_What the task asks_: Give every line below again, exactly.

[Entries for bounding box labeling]
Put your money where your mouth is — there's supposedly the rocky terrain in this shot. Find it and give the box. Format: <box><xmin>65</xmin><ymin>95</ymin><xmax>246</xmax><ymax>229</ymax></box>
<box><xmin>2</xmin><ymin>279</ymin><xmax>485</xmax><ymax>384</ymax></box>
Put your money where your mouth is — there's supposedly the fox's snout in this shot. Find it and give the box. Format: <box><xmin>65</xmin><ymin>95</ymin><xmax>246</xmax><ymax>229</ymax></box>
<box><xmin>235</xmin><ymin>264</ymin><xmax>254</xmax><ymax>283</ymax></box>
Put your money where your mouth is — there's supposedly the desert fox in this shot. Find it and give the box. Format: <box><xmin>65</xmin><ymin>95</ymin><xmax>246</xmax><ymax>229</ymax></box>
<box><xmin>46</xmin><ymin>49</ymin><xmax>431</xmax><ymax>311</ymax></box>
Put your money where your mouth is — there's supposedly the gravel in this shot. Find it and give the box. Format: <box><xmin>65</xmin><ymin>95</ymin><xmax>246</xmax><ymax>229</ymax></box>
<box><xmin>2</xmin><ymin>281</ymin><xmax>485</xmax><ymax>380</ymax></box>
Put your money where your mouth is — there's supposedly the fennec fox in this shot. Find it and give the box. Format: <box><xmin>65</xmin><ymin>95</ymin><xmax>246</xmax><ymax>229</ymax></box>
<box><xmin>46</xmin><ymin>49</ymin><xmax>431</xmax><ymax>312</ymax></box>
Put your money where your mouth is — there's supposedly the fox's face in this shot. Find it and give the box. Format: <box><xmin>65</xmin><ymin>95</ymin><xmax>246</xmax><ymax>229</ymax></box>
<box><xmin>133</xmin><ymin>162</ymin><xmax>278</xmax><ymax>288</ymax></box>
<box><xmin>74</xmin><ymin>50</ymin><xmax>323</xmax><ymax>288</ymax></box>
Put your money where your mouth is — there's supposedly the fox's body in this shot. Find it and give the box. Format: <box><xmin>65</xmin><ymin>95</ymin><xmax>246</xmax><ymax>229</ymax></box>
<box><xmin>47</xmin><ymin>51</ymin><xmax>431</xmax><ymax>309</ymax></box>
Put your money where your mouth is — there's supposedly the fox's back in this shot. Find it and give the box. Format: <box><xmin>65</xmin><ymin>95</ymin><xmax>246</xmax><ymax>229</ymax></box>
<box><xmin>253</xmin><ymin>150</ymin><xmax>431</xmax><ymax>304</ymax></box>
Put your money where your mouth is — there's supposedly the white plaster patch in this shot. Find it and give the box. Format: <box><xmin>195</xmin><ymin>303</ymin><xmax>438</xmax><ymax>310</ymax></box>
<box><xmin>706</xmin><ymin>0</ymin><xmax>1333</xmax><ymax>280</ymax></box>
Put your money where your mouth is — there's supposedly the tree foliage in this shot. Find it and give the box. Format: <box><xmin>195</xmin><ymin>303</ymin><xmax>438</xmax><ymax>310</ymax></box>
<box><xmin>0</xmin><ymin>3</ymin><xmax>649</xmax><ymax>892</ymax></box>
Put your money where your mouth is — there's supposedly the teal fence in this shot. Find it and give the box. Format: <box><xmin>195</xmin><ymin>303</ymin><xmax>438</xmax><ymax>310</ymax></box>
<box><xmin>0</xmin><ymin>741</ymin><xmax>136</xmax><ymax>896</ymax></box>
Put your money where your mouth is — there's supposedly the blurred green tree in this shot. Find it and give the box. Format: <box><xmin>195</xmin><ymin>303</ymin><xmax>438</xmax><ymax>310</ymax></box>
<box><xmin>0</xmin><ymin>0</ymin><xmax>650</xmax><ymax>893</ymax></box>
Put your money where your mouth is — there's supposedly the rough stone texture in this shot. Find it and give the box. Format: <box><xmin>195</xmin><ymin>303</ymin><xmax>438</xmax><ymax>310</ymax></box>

_Reply to the exercise_:
Put your money where your mouth is — there's supposedly the rocky terrain in this shot. Find it and give the box. Format: <box><xmin>65</xmin><ymin>95</ymin><xmax>246</xmax><ymax>229</ymax></box>
<box><xmin>2</xmin><ymin>279</ymin><xmax>485</xmax><ymax>384</ymax></box>
Put your money where your mouth is — there's supposedly the fox's snout in this shot. Find it and give the box. Format: <box><xmin>65</xmin><ymin>95</ymin><xmax>246</xmax><ymax>229</ymax></box>
<box><xmin>235</xmin><ymin>264</ymin><xmax>254</xmax><ymax>283</ymax></box>
Put your money where your mouth is — there's supposedly the desert fox in this shot. Find it and give the box. Format: <box><xmin>65</xmin><ymin>95</ymin><xmax>246</xmax><ymax>229</ymax></box>
<box><xmin>46</xmin><ymin>49</ymin><xmax>431</xmax><ymax>311</ymax></box>
Put your money where your mouth is — there's supposedly the gravel in this shot. Find it and give the box. Format: <box><xmin>65</xmin><ymin>95</ymin><xmax>246</xmax><ymax>229</ymax></box>
<box><xmin>2</xmin><ymin>281</ymin><xmax>485</xmax><ymax>380</ymax></box>
Put your money where your mouth is — there's supposedly the fennec fox in this shot. Find it and give the box. Format: <box><xmin>65</xmin><ymin>95</ymin><xmax>246</xmax><ymax>229</ymax></box>
<box><xmin>46</xmin><ymin>49</ymin><xmax>431</xmax><ymax>312</ymax></box>
Put your money where your mouth is — there's supposedly the fox's face in this shot. Find it and give the box. Format: <box><xmin>65</xmin><ymin>95</ymin><xmax>246</xmax><ymax>229</ymax></box>
<box><xmin>133</xmin><ymin>162</ymin><xmax>278</xmax><ymax>288</ymax></box>
<box><xmin>74</xmin><ymin>50</ymin><xmax>323</xmax><ymax>288</ymax></box>
Put your money where your mouth is — there's supposedly the fox's body in this shot. Find it and give the box. Format: <box><xmin>65</xmin><ymin>95</ymin><xmax>246</xmax><ymax>229</ymax></box>
<box><xmin>47</xmin><ymin>51</ymin><xmax>431</xmax><ymax>309</ymax></box>
Put your money where your mouth is — there's supposedly the fox's back in this shot. Find it and give the box. Format: <box><xmin>65</xmin><ymin>95</ymin><xmax>246</xmax><ymax>229</ymax></box>
<box><xmin>253</xmin><ymin>150</ymin><xmax>431</xmax><ymax>304</ymax></box>
Put your money where your mouth is — there's supposedly the white plaster patch in this shot. Find it and give the box. Format: <box><xmin>195</xmin><ymin>303</ymin><xmax>438</xmax><ymax>310</ymax></box>
<box><xmin>706</xmin><ymin>0</ymin><xmax>1333</xmax><ymax>280</ymax></box>
Put your money where your mouth is — there's supposedly the tree foliage in this shot. Find it and give the box. Format: <box><xmin>195</xmin><ymin>303</ymin><xmax>438</xmax><ymax>310</ymax></box>
<box><xmin>0</xmin><ymin>3</ymin><xmax>649</xmax><ymax>892</ymax></box>
Put your money where your mouth is — there's supposedly the teal fence in this shot. Find it and give the box. Format: <box><xmin>195</xmin><ymin>303</ymin><xmax>438</xmax><ymax>310</ymax></box>
<box><xmin>0</xmin><ymin>741</ymin><xmax>136</xmax><ymax>896</ymax></box>
Put your money where your mouth is — there's supposedly the blurred green tree in this shot. Find it and give the box. Format: <box><xmin>195</xmin><ymin>303</ymin><xmax>438</xmax><ymax>310</ymax></box>
<box><xmin>0</xmin><ymin>0</ymin><xmax>650</xmax><ymax>893</ymax></box>
Put your money where your mouth is — there's supposedly the rough stone texture in this shot. Find it and give the box. Format: <box><xmin>195</xmin><ymin>303</ymin><xmax>438</xmax><ymax>310</ymax></box>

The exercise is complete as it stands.